* TASK DETAILS *
Please copy the text of every item below word for word, leaving out the pictures.

Photo labels with boxes
▽
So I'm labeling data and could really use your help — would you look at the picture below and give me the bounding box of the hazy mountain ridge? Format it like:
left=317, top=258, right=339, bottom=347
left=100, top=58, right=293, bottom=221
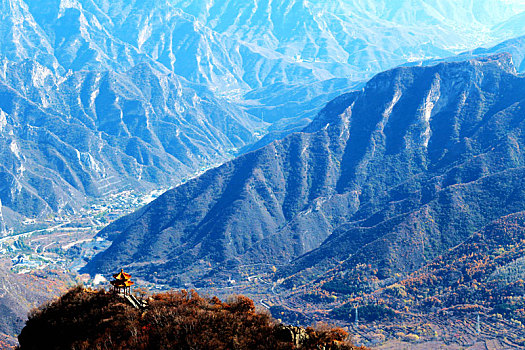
left=0, top=61, right=262, bottom=220
left=0, top=0, right=523, bottom=227
left=88, top=55, right=525, bottom=290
△
* ANSWER TO THIS TASK *
So I'm labeling data and could really use your help — would you look at the picture below and give me the bounding box of the hazy mountain ridge? Format it like:
left=317, top=258, right=339, bottom=347
left=100, top=58, right=293, bottom=221
left=0, top=61, right=262, bottom=220
left=0, top=0, right=523, bottom=227
left=88, top=55, right=525, bottom=290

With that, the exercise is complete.